== Excerpted records

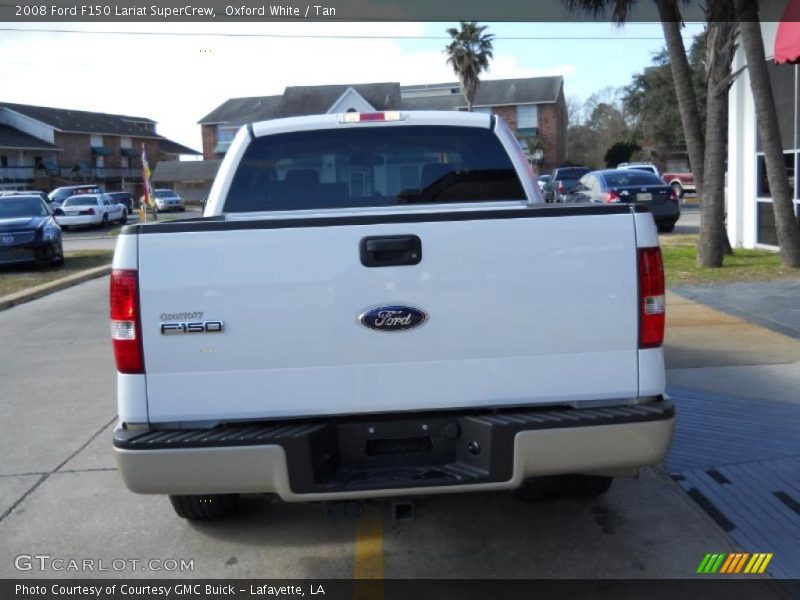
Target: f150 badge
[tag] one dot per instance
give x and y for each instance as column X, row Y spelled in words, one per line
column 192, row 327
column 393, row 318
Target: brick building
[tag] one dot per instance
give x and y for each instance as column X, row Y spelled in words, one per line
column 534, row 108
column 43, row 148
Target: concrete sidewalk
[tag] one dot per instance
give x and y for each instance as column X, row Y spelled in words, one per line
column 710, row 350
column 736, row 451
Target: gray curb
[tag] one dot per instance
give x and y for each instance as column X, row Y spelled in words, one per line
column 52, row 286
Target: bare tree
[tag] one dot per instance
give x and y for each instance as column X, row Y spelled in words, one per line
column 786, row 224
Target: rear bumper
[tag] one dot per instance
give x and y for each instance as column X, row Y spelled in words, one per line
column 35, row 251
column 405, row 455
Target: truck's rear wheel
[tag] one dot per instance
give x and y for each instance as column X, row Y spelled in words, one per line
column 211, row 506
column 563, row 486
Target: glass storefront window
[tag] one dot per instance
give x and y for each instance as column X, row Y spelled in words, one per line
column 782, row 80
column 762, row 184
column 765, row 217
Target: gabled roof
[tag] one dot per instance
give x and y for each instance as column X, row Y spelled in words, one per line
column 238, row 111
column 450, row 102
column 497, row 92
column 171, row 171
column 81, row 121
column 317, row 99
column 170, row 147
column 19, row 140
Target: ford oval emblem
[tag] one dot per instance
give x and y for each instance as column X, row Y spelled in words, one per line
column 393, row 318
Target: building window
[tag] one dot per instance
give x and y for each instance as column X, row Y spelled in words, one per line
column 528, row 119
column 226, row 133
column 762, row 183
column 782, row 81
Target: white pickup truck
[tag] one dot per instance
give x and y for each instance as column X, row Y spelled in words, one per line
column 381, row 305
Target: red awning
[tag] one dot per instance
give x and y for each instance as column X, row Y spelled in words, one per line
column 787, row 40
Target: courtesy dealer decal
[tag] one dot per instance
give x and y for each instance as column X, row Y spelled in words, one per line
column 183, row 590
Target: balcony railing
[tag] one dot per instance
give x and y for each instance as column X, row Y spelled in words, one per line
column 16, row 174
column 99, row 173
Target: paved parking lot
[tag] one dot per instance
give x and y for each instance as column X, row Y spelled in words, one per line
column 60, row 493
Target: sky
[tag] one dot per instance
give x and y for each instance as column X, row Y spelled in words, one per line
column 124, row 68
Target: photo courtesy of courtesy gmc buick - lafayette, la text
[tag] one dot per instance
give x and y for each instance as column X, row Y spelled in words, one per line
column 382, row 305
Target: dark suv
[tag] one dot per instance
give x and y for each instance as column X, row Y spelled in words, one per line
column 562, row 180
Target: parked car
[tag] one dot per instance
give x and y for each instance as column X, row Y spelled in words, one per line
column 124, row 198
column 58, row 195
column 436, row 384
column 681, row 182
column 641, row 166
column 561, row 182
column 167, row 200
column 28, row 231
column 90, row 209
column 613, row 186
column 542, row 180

====
== Excerpted records

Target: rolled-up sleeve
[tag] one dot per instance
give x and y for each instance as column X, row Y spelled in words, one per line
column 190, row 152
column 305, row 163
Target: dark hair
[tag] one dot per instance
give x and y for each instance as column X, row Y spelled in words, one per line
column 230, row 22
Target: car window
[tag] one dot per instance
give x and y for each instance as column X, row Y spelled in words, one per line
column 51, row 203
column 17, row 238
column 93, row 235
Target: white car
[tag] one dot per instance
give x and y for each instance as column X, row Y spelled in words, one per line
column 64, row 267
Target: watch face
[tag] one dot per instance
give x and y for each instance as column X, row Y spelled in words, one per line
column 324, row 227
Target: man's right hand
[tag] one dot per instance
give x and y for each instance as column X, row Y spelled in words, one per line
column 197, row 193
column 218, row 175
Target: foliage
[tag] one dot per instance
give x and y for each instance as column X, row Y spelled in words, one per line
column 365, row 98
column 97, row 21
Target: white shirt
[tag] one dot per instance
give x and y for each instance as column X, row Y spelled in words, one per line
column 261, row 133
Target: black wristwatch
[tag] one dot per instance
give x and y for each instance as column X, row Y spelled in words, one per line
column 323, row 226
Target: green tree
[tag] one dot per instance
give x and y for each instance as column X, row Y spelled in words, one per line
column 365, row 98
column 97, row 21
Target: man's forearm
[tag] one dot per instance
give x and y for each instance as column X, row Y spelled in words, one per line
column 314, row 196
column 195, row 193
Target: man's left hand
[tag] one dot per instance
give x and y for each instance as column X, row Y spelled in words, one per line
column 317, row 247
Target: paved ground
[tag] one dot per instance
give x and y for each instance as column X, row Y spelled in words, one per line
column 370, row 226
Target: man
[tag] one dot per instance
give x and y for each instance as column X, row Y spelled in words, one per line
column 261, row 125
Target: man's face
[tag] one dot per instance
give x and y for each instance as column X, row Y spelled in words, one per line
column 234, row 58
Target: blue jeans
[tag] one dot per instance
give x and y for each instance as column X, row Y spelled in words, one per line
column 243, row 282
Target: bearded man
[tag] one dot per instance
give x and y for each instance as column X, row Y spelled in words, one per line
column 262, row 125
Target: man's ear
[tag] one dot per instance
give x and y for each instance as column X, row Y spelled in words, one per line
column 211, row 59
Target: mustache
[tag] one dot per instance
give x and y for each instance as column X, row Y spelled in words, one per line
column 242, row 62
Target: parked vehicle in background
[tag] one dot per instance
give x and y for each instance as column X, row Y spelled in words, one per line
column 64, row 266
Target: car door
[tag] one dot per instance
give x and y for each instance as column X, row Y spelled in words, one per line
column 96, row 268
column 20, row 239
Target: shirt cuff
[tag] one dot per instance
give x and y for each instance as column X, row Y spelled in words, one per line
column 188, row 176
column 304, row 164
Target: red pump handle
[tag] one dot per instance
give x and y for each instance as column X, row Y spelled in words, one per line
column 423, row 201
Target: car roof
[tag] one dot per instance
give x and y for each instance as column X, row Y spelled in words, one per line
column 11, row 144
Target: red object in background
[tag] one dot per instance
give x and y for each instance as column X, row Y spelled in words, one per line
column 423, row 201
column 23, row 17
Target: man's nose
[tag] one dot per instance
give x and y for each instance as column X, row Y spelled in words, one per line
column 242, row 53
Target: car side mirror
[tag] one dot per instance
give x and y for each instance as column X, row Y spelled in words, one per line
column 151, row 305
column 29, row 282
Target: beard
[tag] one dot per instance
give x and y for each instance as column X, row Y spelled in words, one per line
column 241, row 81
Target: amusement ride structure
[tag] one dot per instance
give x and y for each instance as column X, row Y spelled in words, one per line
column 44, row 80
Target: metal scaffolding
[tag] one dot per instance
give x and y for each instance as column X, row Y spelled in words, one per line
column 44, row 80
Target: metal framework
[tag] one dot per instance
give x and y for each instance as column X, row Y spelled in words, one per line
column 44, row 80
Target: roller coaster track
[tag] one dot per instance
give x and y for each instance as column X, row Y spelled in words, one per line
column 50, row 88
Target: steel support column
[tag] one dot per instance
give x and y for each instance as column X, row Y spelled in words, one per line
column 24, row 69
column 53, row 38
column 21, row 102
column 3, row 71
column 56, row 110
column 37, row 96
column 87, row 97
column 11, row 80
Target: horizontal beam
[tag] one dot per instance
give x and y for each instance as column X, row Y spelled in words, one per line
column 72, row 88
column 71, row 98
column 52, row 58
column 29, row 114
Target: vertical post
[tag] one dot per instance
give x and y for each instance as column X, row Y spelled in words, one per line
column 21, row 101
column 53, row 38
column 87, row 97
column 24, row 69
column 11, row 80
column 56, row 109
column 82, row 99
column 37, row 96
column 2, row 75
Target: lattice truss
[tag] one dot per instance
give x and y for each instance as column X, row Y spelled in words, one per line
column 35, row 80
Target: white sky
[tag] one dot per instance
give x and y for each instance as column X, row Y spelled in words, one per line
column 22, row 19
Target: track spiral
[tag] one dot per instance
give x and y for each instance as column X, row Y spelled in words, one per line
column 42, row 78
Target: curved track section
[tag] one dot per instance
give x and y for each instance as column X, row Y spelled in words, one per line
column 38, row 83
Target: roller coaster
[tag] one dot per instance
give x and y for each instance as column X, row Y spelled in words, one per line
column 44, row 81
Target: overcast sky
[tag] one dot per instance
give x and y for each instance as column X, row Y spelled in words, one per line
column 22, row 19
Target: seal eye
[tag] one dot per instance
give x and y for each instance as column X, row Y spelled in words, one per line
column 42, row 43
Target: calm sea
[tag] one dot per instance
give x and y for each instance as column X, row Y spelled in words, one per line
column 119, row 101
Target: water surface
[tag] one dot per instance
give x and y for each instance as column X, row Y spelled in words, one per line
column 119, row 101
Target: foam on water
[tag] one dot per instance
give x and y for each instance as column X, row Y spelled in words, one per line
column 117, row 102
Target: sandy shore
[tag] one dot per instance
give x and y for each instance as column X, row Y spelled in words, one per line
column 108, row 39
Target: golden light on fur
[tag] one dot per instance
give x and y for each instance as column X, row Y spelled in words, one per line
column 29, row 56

====

• Activity
Determine how many lines of the data above contain the string "metal", and give the result with nothing else.

• Solution to this exercise
2